OBJECTIVE:
Count the lines in the material below that contain the string "front". Give only the number.

DATA ENTRIES:
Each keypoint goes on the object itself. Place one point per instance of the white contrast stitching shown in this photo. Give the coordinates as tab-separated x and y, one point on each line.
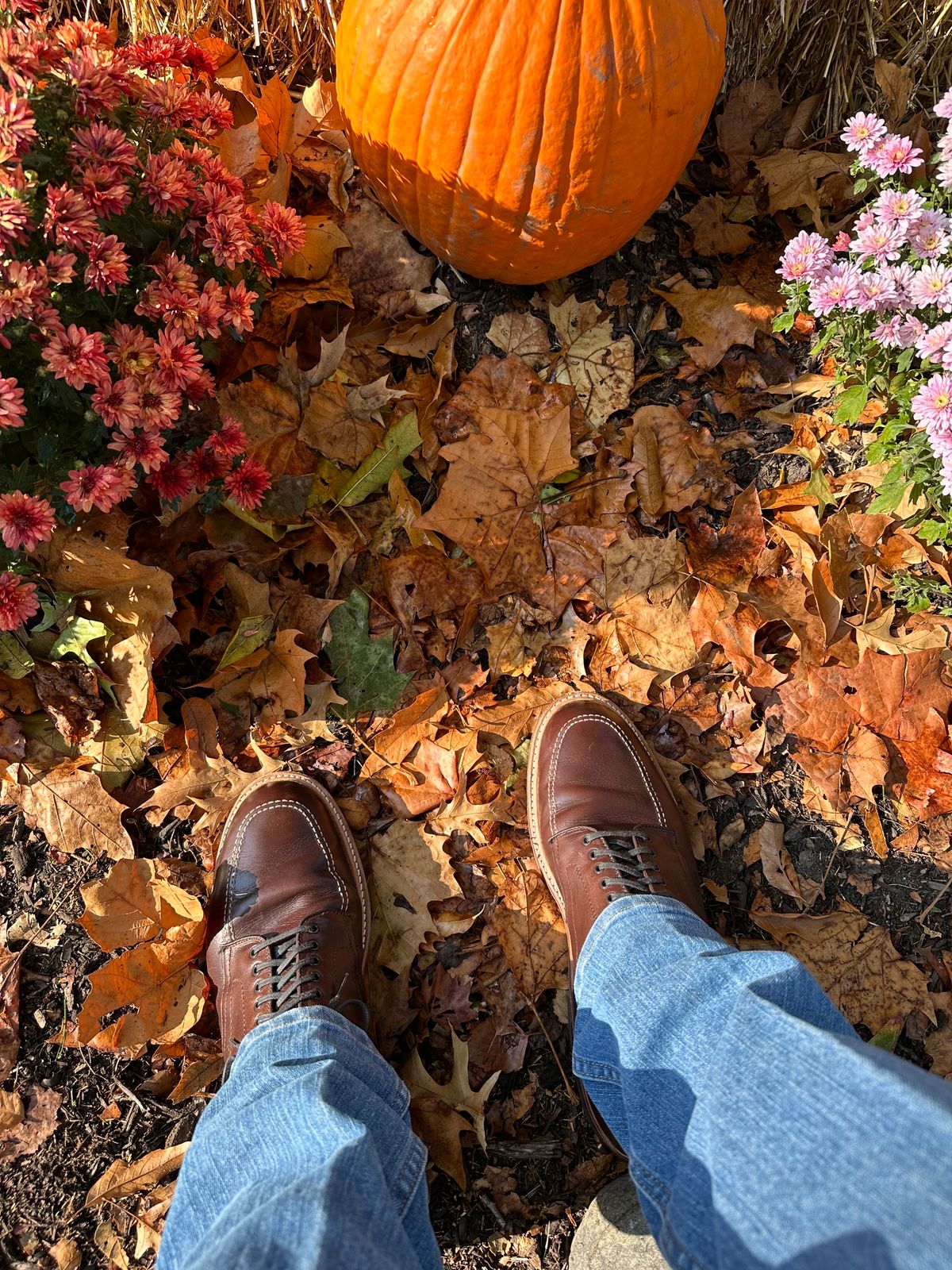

* * *

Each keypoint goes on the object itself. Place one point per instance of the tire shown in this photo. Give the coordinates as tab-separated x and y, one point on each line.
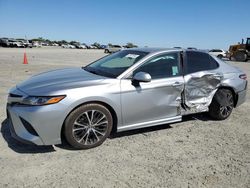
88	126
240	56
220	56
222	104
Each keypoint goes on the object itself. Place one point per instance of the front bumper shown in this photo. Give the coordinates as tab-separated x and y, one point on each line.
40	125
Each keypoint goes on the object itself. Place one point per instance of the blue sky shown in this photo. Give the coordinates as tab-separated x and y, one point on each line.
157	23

CORRECT ANSWER:
1